# SELECTED TEXT

My first article on this site I want to dedicate such important topic as planning of company business revenue. Well let’s start.

First of all we need to give some revenue definition.

A revenue is an increasing of company’s assets as a result of the sale of goods, services, works or other operations.

The total revenue of non-financial companies can be divided into the following types:

  • Operating revenue
  • Financial revenue
  • Investment revenue
  • Other revenue

1. Operating revenue.

Operating revenue is the income received by the company as a result of its manufacturing, service or retail business.

The value of this revenue will be based on the specific company.

If the company is engaged in manufacturing, its operating revenue will be based on the manufacturing capacity, average percentage of product sales and prices.

If the company engaged in trading, its operating (sales) revenue will be based on the value of forecasted turnover, which should be determined by each individual product group.

If the company is engaged in services or execution of works, its operating revenue will be based on the average number and value of orders.

For most companies operating revenues are the main form of revenues. I will describe an example of planning of operating revenue for manufacturing company in one of the next posts.

2. Financial revenue.

Financial revenue is the income received by the company in the form of interest on loans or deposits.

Financial revenue from loans based on the value of the loans, terms of the loans and their rate.

Financial income on deposits based on the amount of deposits, terms of deposits and interest on deposits.

3. Investment revenue.

# LIST OF TASKS
1. Quote the revenue-planning article from "If the company is engaged in manufacturing, its" to "the next posts.".
2. Extend the article on planning company revenue, picking up right after its final line.
The listing that comes next is from a different source than the revenue-planning article.

# ROWS

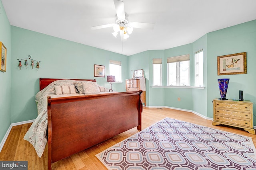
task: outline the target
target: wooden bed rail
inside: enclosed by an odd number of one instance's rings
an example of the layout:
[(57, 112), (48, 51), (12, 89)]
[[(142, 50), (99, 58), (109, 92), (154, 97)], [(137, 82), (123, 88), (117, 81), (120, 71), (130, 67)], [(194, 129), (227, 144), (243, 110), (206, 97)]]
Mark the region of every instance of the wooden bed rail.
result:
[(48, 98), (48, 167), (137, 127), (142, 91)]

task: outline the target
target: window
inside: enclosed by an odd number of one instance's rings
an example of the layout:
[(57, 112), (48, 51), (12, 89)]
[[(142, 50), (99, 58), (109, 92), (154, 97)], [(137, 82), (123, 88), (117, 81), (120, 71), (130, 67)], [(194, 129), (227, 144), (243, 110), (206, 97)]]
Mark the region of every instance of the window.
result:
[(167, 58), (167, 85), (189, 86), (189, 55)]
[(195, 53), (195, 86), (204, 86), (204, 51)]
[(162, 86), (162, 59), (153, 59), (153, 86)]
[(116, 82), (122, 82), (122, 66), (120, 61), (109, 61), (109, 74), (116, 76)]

==

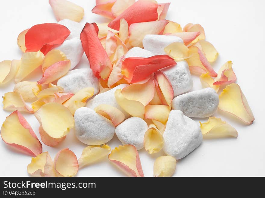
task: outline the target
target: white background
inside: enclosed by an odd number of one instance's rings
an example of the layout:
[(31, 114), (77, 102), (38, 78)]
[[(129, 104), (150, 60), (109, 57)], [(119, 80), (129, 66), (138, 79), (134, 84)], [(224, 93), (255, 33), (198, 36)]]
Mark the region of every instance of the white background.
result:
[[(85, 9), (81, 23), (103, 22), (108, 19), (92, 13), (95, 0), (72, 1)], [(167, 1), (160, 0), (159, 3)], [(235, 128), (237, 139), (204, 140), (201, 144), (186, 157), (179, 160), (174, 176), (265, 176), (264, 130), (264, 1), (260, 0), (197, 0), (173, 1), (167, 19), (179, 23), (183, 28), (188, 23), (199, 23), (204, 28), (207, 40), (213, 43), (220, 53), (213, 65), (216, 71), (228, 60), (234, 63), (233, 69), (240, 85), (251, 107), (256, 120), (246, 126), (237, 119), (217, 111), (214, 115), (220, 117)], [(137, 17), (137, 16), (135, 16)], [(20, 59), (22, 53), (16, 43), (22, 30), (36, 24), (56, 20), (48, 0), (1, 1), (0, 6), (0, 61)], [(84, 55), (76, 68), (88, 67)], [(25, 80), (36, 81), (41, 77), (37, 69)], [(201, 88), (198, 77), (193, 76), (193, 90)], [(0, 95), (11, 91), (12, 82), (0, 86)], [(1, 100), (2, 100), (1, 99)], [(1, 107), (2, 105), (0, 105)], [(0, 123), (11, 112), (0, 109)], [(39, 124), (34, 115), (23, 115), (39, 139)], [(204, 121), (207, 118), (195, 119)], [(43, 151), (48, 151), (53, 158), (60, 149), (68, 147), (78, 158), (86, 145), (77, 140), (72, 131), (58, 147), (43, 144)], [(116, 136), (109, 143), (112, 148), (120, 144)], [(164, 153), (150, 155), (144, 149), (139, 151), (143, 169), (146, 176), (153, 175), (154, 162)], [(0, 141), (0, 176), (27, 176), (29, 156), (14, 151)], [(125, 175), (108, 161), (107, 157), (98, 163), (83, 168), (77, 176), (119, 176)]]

---

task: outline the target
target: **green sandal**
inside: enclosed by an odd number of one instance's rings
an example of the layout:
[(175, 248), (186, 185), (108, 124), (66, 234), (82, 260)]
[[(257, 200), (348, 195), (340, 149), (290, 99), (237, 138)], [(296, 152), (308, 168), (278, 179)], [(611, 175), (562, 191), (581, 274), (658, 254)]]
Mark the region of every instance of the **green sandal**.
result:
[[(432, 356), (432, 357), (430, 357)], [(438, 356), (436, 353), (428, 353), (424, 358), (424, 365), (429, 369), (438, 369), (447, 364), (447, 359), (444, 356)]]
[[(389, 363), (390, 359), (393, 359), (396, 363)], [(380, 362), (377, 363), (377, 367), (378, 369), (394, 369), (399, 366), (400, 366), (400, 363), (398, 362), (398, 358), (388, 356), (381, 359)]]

# RESPONSES PER TASK
1.
If the company is engaged in manufacturing, its operating revenue will be based on the manufacturing capacity, average percentage of product sales and prices.

If the company engaged in trading, its operating (sales) revenue will be based on the value of forecasted turnover, which should be determined by each individual product group.

If the company is engaged in services or execution of works, its operating revenue will be based on the average number and value of orders.

For most companies operating revenues are the main form of revenues. I will describe an example of planning of operating revenue for manufacturing company in one of the next posts.

2.
Investment revenue is the income that company receives in the form of dividends on the investments or by the sale of securities.

Investment income from dividends is difficult to planning, because its size depends on the performance of investments. Also, if the company does not own a controlling block of shares in the facility of investment, it can not affect to the amount of dividends. Planning for this income should be carried out by analyzing the subject of investment and behavior analysis of the major shareholders.

Investment income from the sale of securities depends on the situation on the stock market. Its value is determined based on the number of securities proposed to be sold and the projected cost of sales.

4. Other revenues.

Other revenues include all types of income that company can receive, other than operational, financial and investment revenues. Other revenues may include:

  • Private financial aid and grants
  • State financial aid or tax revenue
  • Amounts of received insurance
  • Income from the lease of premises or equipment if it is not the main activity of the company
  • Income from currency fluctuations if the company carries out foreign activities
  • Received fines, penalties, and other revenues.

In order to predict the total revenue of a company we must separately predict the expected revenues on all the above groups and then add all the results.

If a company has separate units revenues should be planned for each of them separately. Also, if the company is engaged in various types of business activity revenue should be planned for each activity separately.

Revenue is planned for one calendar year in terms of months and quarters in most cases.

However, if you write a strategic business plan it is necessary to plan revenues for 3 or 5 years at least. For the first year income should be planned monthly, for second and third year – quarterly, for the remaining years it can plan a yearly amount.

Planning of revenues can be made using the following table:

Income statement form (plan)

Items

 1st

quarter

2nd

quarter

3rd

quarter

4th

quarter

Year

1.

Operating revenue (1.1+1.2+1.3)

1.1.

products sales

1.2.

services

1.3.

execution of works

2.

Financial revenue (2.1+2.2)

2.1.

interest on loans

2.2.

interest on deposits

3.

Investment revenue (3.1+3.2)

3.1.

dividends

3.2.

securities

4.

Other revenue

5.

Total revenue (1+2+3+4)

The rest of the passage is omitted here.